__About this task__.
In the material below, find each line with the word "bounding" and copy it.

◆ ◆ ◆ ◆ ◆ ◆ ◆

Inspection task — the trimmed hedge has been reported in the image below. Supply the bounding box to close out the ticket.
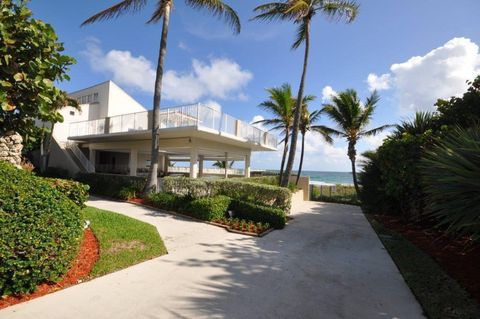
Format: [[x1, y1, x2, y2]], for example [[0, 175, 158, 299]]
[[76, 173, 146, 199], [44, 178, 90, 208], [188, 195, 231, 221], [229, 199, 286, 229], [147, 192, 183, 211], [0, 161, 83, 296], [162, 177, 292, 213]]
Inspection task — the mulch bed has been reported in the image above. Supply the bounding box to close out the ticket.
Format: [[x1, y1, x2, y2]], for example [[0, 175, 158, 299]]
[[0, 228, 99, 309], [374, 215, 480, 304]]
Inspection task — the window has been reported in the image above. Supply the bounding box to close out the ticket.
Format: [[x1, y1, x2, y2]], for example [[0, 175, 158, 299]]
[[93, 93, 99, 102], [81, 96, 86, 104]]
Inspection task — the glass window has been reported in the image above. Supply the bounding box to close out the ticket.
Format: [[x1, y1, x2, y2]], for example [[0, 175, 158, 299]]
[[93, 93, 99, 102], [81, 96, 86, 104], [87, 95, 92, 103]]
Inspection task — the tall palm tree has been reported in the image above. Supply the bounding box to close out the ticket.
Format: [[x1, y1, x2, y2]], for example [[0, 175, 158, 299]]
[[321, 89, 391, 195], [252, 0, 359, 187], [82, 0, 240, 193], [394, 111, 438, 138], [296, 97, 332, 184], [254, 84, 295, 183]]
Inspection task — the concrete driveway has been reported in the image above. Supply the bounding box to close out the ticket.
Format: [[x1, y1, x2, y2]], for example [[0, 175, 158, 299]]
[[1, 198, 424, 319]]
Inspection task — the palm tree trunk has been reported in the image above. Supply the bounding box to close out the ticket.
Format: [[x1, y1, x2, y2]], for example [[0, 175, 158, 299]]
[[281, 19, 310, 187], [145, 2, 171, 194], [278, 127, 289, 185], [296, 131, 305, 185], [348, 141, 360, 195]]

◆ ◆ ◆ ◆ ◆ ◆ ◆

__Answer section__.
Inspection task — the trimmed hedge has been reported in the image below. Supply the bounding box to close out the ticket.
Inspection task — the mulch bed has been reported in the image above. Supply the bounding box to close out the ticket.
Inspection task — the window has been reported in the image above. Supply the bounding box to close out the ticket.
Inspection task — the glass window has been reported in the image above. Supply the bounding box to close out the ticket.
Inspection task — the tall palm tree has been reported in the image above. Supply the bounding box to close out the ticket.
Inspection task — the concrete driveway has been reported in the image above. Supply the bounding box to close out the ticket.
Inspection task — the palm tree trunk has been reported in the image above. Supply the bounding box to close out the ticket.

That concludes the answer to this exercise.